Aim: Reproduce, word for word, the part of the listing that starts at the line containing "As a courtesy, could you identify the street" and stops after the line containing "[313,770,926,952]". Include both of those lines and nothing else.

Stored rows:
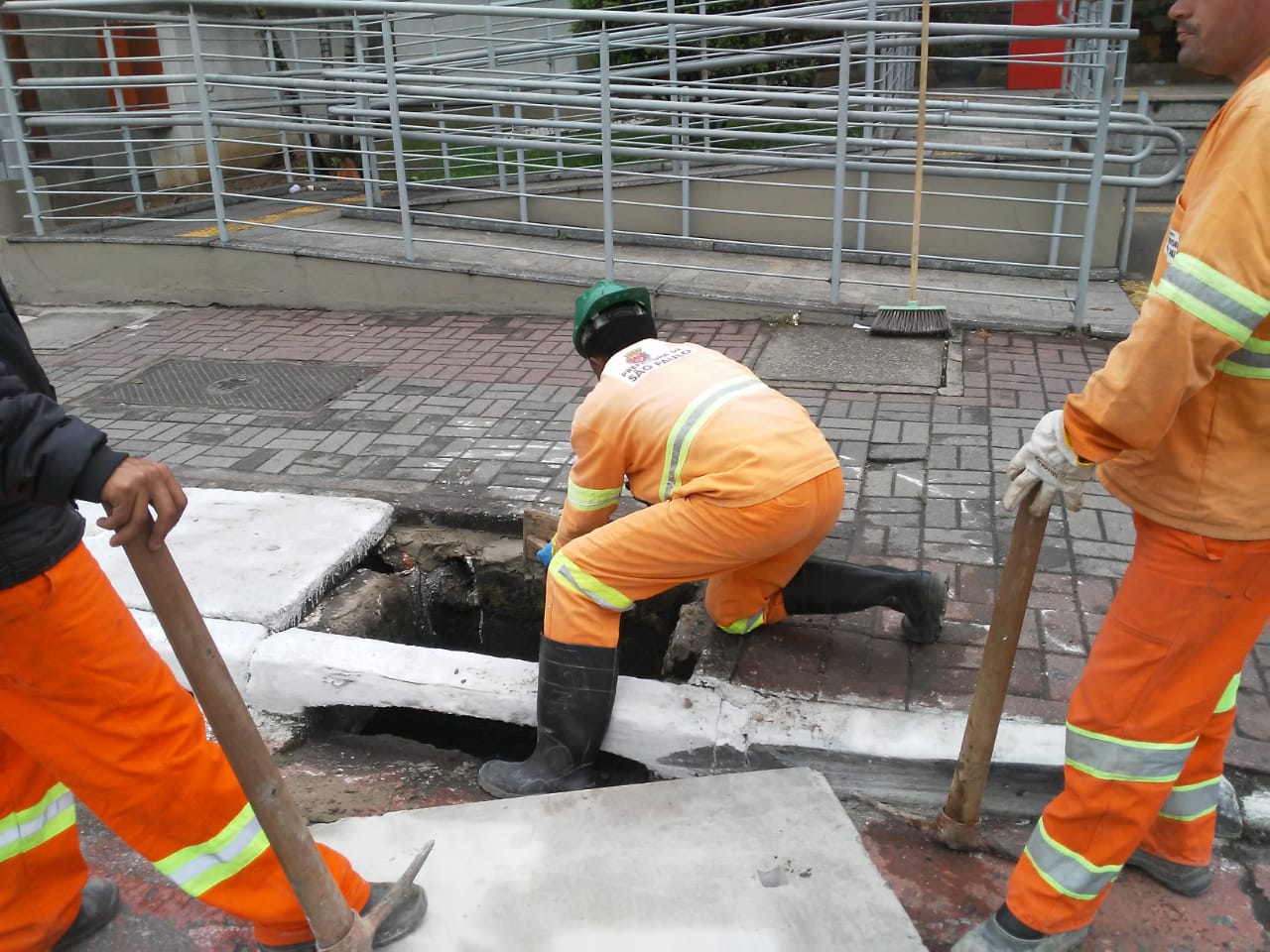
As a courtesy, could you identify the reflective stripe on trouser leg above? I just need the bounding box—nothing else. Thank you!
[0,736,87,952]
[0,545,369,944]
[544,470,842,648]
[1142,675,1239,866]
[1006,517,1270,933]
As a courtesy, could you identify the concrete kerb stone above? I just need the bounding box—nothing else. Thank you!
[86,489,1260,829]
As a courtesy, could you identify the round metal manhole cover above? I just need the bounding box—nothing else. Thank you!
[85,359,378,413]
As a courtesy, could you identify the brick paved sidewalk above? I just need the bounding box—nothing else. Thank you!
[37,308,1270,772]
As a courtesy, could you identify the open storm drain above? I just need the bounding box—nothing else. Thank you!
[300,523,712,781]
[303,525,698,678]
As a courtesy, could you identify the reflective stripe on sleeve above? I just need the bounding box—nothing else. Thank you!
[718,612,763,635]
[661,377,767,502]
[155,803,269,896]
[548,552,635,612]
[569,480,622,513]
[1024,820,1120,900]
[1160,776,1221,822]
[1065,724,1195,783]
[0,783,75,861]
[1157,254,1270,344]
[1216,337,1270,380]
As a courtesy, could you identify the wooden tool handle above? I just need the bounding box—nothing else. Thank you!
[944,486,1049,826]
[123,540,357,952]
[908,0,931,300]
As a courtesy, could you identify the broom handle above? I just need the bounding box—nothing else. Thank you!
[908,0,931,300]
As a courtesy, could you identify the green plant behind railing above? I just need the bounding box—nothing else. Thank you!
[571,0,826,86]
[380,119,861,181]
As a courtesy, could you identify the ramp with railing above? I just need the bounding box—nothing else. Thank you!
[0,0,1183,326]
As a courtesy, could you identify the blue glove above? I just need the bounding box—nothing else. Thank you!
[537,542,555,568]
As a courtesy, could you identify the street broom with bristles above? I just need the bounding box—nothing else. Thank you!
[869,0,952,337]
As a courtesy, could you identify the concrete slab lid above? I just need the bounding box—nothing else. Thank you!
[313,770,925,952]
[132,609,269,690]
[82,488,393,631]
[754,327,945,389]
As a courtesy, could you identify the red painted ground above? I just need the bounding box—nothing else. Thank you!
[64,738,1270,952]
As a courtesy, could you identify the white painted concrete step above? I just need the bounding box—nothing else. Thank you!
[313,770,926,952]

---

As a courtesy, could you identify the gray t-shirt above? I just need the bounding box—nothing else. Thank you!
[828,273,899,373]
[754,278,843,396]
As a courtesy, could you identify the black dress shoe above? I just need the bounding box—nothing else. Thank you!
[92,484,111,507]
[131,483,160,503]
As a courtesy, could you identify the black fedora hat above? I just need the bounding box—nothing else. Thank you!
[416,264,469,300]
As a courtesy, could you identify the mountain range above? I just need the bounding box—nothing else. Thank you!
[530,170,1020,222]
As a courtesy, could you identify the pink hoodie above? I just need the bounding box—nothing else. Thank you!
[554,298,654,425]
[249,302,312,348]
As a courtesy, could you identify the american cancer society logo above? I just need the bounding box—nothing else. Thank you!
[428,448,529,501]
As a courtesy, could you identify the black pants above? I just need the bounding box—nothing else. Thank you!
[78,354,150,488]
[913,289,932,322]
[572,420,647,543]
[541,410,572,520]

Exercise output:
As a courtesy, could you identify the street broom with bristles above? I just need the bounding box—nothing else. Thank you!
[869,0,952,337]
As a courtesy, could you identify the concrete slab lid above? I just need the bounding box—nothing else. Thank you!
[313,770,925,952]
[132,609,269,690]
[82,488,393,631]
[754,327,945,389]
As a courtesy, could you identify the red painted ground above? I just need the bounding box—nothing else. Thank you!
[64,738,1270,952]
As a courtesy, could you identify the white painted concrete step above? I just need the bounding box—nothing else. Thank you!
[313,770,926,952]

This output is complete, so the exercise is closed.